─── THE DATA ───

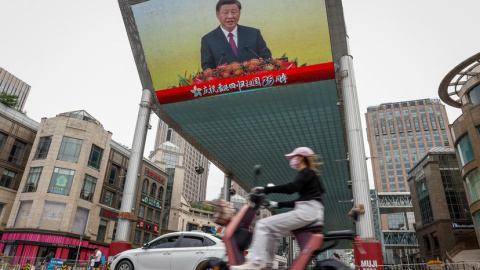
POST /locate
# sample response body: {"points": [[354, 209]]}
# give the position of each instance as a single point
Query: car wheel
{"points": [[124, 265], [204, 266]]}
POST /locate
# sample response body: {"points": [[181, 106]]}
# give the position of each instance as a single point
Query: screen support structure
{"points": [[127, 216], [358, 167]]}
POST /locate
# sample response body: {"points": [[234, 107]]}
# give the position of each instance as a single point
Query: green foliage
{"points": [[9, 100]]}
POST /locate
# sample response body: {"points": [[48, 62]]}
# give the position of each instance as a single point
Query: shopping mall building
{"points": [[62, 186], [461, 89]]}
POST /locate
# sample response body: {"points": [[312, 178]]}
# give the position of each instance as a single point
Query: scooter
{"points": [[311, 239]]}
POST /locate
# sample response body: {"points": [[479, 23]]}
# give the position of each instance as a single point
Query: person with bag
{"points": [[308, 209]]}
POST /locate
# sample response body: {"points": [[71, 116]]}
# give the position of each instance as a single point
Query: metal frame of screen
{"points": [[338, 40]]}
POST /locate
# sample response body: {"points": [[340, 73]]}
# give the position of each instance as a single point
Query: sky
{"points": [[76, 56]]}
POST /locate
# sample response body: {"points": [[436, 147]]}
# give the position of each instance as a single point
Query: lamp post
{"points": [[78, 251]]}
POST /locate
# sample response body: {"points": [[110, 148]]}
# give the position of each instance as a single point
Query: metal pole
{"points": [[78, 251], [357, 158], [227, 184], [136, 155]]}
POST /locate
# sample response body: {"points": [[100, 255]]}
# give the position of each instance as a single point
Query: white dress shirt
{"points": [[234, 32]]}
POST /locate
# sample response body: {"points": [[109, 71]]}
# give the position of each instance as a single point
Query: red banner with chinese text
{"points": [[304, 74]]}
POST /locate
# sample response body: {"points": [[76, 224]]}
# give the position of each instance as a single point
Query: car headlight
{"points": [[115, 257]]}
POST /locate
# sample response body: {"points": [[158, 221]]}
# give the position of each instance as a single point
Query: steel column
{"points": [[124, 226], [356, 150]]}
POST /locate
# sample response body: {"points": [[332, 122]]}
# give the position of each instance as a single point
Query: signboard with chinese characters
{"points": [[147, 226], [151, 202], [109, 214], [150, 173]]}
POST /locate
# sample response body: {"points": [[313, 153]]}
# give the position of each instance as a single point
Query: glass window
{"points": [[424, 201], [88, 189], [80, 222], [95, 158], [16, 154], [8, 178], [43, 147], [70, 149], [32, 180], [153, 189], [102, 230], [119, 202], [157, 216], [3, 139], [149, 214], [136, 238], [473, 185], [61, 181], [146, 237], [23, 214], [160, 193], [396, 222], [112, 177], [145, 186], [108, 198], [141, 211], [465, 150], [474, 95], [191, 241], [52, 216], [165, 242]]}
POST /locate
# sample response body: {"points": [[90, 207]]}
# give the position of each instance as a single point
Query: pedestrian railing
{"points": [[36, 263]]}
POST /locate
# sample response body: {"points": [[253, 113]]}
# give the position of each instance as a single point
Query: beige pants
{"points": [[269, 230]]}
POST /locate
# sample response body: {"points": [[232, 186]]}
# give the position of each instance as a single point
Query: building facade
{"points": [[69, 196], [196, 165], [12, 85], [443, 220], [461, 89], [17, 134], [399, 134]]}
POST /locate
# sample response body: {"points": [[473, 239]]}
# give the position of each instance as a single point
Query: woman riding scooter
{"points": [[308, 209]]}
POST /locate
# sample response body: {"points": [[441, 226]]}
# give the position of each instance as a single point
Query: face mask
{"points": [[294, 163]]}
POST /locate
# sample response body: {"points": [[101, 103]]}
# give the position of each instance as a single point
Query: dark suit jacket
{"points": [[217, 51]]}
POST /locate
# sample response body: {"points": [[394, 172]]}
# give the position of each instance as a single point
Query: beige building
{"points": [[71, 192], [442, 218], [195, 180], [17, 134], [12, 85], [399, 135]]}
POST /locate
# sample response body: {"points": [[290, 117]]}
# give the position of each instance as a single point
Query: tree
{"points": [[9, 100]]}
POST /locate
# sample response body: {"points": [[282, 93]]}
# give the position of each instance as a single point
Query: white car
{"points": [[173, 251]]}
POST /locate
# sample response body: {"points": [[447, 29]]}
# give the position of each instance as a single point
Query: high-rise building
{"points": [[399, 135], [461, 89], [196, 165], [442, 217], [12, 85]]}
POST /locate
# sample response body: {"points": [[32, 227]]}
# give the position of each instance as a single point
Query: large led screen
{"points": [[190, 53]]}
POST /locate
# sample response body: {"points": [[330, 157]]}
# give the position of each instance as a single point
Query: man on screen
{"points": [[231, 42]]}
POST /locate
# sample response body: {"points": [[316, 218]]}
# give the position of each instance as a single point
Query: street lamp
{"points": [[78, 251]]}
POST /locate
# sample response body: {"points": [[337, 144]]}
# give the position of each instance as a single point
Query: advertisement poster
{"points": [[277, 42]]}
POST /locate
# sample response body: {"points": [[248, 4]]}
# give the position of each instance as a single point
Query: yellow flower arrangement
{"points": [[433, 262]]}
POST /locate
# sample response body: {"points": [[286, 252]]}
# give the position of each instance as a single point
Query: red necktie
{"points": [[232, 43]]}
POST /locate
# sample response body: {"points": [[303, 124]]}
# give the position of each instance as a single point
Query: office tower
{"points": [[399, 135], [12, 85], [442, 217], [196, 165]]}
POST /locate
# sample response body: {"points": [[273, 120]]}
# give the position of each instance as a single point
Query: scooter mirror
{"points": [[256, 169]]}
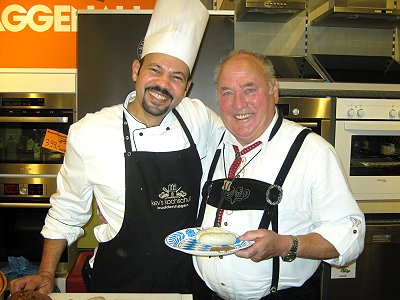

───

REQUEST: Extract each line of the items above that contains the string "screen". Matching is case-sensitive.

RESULT OF THIS TASK:
Query: screen support structure
Query: metal frame of screen
Query: large led screen
Query: man on screen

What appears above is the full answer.